(Dataset records)
------------------------------------------------------------------------

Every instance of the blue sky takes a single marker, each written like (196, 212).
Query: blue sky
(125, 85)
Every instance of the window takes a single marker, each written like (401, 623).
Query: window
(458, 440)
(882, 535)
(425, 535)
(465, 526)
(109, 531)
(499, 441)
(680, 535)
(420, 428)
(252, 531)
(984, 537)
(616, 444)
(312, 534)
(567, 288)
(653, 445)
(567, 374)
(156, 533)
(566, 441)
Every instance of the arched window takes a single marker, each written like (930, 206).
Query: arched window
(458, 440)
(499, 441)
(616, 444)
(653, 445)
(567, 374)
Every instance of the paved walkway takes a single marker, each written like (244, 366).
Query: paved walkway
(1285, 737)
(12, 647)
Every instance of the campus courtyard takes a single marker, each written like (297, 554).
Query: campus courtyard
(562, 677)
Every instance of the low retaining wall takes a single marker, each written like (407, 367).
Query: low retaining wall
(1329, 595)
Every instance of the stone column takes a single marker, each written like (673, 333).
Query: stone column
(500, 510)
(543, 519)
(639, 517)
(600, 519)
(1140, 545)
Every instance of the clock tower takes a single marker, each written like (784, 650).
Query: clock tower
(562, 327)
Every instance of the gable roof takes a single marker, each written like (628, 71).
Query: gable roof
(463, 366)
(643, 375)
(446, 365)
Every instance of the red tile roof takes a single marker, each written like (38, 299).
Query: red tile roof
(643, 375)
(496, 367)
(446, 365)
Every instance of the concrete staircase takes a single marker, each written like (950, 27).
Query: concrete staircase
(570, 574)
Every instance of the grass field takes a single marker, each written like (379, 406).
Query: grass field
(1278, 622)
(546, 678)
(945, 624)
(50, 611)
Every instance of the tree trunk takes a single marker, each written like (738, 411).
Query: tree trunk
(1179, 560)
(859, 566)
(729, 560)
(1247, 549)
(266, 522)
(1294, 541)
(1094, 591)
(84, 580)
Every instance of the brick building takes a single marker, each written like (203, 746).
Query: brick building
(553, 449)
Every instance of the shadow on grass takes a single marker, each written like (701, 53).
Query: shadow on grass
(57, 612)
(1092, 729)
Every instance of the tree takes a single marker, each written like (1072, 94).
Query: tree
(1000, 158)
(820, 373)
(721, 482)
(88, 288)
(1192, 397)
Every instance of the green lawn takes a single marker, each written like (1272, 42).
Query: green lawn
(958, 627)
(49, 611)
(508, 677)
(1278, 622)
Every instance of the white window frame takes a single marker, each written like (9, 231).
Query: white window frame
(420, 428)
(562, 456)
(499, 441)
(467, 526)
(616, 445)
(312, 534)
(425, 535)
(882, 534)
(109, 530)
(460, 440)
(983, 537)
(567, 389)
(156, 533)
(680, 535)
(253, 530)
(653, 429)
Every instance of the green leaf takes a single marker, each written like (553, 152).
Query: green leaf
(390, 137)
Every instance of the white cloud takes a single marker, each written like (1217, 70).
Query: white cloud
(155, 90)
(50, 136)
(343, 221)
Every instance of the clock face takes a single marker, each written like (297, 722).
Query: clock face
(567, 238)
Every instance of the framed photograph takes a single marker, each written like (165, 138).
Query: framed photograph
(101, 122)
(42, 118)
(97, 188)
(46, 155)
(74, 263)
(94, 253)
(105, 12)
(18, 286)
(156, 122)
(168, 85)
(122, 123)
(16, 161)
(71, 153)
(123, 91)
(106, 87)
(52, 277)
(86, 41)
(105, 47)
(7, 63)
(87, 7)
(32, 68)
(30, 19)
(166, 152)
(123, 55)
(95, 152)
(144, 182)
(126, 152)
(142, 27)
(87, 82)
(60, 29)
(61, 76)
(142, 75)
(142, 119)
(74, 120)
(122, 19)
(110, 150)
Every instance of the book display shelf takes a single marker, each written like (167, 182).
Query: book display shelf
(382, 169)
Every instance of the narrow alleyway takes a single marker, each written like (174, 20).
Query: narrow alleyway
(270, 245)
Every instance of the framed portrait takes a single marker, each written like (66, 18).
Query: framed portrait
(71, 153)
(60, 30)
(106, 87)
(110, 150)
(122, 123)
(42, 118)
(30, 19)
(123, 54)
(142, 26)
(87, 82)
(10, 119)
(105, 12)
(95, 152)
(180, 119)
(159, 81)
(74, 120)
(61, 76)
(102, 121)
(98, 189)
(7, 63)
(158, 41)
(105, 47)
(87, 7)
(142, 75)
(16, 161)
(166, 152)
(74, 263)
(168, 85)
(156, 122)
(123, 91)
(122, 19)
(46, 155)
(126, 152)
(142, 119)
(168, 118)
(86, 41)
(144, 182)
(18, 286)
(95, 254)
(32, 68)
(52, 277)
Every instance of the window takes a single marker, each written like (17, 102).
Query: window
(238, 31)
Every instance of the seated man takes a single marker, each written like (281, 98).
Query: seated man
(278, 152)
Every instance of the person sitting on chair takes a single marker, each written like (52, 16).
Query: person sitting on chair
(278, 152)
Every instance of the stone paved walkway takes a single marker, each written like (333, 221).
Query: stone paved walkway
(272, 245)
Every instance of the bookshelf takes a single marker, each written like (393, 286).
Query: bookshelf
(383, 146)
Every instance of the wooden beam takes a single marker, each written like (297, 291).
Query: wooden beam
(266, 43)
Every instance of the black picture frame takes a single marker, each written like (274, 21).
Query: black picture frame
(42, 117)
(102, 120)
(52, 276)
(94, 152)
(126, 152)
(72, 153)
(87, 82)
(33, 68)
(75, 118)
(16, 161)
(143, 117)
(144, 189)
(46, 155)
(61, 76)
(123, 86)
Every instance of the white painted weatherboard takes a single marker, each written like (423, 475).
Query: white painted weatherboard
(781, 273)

------------------------------------------------------------------------

The task calls for all the records above to be repeated exactly.

Solution for this exercise
Every instance of the blue sky takes a single marker, each written like (196, 212).
Query: blue sky
(125, 85)
Every instance of the window takes a single marker, each written like (401, 623).
Query: window
(458, 440)
(882, 535)
(425, 535)
(465, 526)
(109, 531)
(499, 441)
(680, 535)
(420, 428)
(252, 531)
(984, 537)
(616, 444)
(312, 534)
(567, 288)
(653, 445)
(567, 374)
(156, 533)
(566, 441)
Every instance of the arched window takes a single marker, each written like (930, 206).
Query: arched window
(458, 440)
(499, 441)
(616, 444)
(653, 445)
(567, 374)
Every instance of the paved walkway takes a single marker, each written like (244, 366).
Query: paved walkway
(1285, 737)
(12, 647)
Every instance of the campus courtyard takes a single marker, each written like (297, 554).
Query: campus courtyard
(562, 677)
Every instance of the low retaining wall takes a single marker, each written like (407, 367).
Query: low retaining wall
(1329, 595)
Every instance of the stone column takes a single marker, each written like (673, 333).
Query: stone column
(500, 510)
(543, 519)
(639, 517)
(600, 519)
(1140, 545)
Every instance of the clock tower takes a single marker, each written like (784, 650).
Query: clock tower
(562, 327)
Every instance of the gable roof takes a single marker, each written like (628, 71).
Query: gable roof
(463, 366)
(643, 375)
(446, 365)
Every instance of the red tile roof takes a single marker, each written like (38, 299).
Query: red tile roof
(643, 375)
(496, 367)
(446, 365)
Every instance of the concrete staircase takes a single marker, each written like (950, 27).
Query: concrete staircase
(570, 574)
Every instance of the grass field takes a single marker, each written like (379, 406).
Query: grass field
(1278, 622)
(546, 678)
(945, 624)
(50, 611)
Every instance of the tree trunk takes a single marker, each written like (738, 411).
Query: tree trunk
(1179, 560)
(859, 566)
(729, 560)
(1247, 549)
(266, 522)
(1294, 541)
(1094, 591)
(84, 580)
Every instance of the brick building takes a single marker, each written like (203, 746).
Query: brick building
(553, 449)
Every instance of the shadow on grass takes a single marker, each written like (701, 53).
Query: shadow on grass
(57, 612)
(1092, 729)
Every instance of the tree takes a single marker, each written like (1072, 94).
Query: tree
(1000, 158)
(820, 373)
(721, 482)
(88, 288)
(1192, 397)
Every instance of the green lawn takes a single marker, each written like (1272, 42).
Query: green lawn
(958, 627)
(49, 611)
(508, 677)
(1278, 622)
Every instance of the white window frame takes a single marker, each written like (9, 231).
Query: white window frame
(420, 428)
(562, 456)
(499, 441)
(467, 526)
(616, 445)
(312, 534)
(425, 535)
(882, 534)
(109, 530)
(460, 440)
(983, 537)
(567, 389)
(156, 533)
(680, 535)
(253, 530)
(653, 429)
Every instance of the green leaf takes a single marker, each written like (553, 152).
Query: green leaf
(390, 137)
Every instance of the white cloud takes a single marker, each written like (1217, 70).
Query: white cloud
(155, 90)
(50, 136)
(343, 221)
Every instance of the clock face takes a single marker, each written like (297, 722).
Query: clock face
(567, 238)
Every instance of the framed photograph takes a single marker, each written like (165, 138).
Query: framed photograph
(101, 122)
(42, 118)
(97, 188)
(46, 155)
(74, 263)
(94, 253)
(105, 12)
(18, 286)
(156, 122)
(168, 85)
(122, 123)
(16, 161)
(71, 153)
(123, 91)
(106, 87)
(52, 277)
(86, 41)
(105, 47)
(7, 63)
(87, 7)
(32, 68)
(30, 19)
(166, 152)
(123, 55)
(95, 152)
(144, 182)
(126, 152)
(142, 27)
(87, 82)
(60, 29)
(61, 76)
(142, 75)
(142, 119)
(74, 120)
(122, 19)
(110, 150)
Every instance of the book display shelf takes a single marker, each written like (167, 182).
Query: book display shelf
(382, 169)
Every instance of the narrow alleyway takes a single marker, each written like (174, 20).
Query: narrow alleyway
(270, 245)
Every instance of the framed portrait takes a single marker, each written like (66, 18).
Query: framed portrait
(71, 153)
(60, 30)
(106, 87)
(110, 150)
(122, 123)
(42, 118)
(30, 19)
(123, 54)
(142, 26)
(87, 82)
(10, 119)
(105, 12)
(95, 152)
(180, 119)
(159, 81)
(74, 120)
(61, 76)
(102, 121)
(98, 189)
(7, 63)
(158, 41)
(105, 47)
(87, 7)
(142, 75)
(16, 161)
(166, 152)
(74, 263)
(168, 85)
(156, 122)
(123, 91)
(122, 19)
(46, 155)
(126, 152)
(142, 119)
(168, 118)
(86, 41)
(144, 182)
(18, 286)
(95, 254)
(32, 68)
(52, 277)
Every instance of the window takes a single marker, each written like (17, 102).
Query: window
(238, 31)
Every instance of the seated man takes a single marker, each written like (281, 98).
Query: seated man
(278, 152)
Every instance of the person sitting on chair takes a single marker, each written like (52, 16).
Query: person sitting on chair
(278, 152)
Every instance of the stone paved walkway takes a single marker, each written like (333, 221).
Query: stone paved walkway
(272, 245)
Every instance of the bookshelf takes a single marker, each written like (393, 286).
Query: bookshelf
(383, 146)
Every instance of the wooden beam takes a single marker, each written like (297, 291).
Query: wooden beam
(266, 43)
Every instance of the black picture frame takes a single marker, each written like (274, 21).
Query: black picture frame
(42, 117)
(102, 120)
(52, 276)
(94, 152)
(126, 152)
(72, 153)
(87, 82)
(33, 68)
(75, 118)
(16, 161)
(143, 117)
(144, 189)
(46, 155)
(61, 76)
(123, 86)
Every instance of the white painted weatherboard takes a single marker, each written like (423, 475).
Query: white painted weatherboard
(781, 273)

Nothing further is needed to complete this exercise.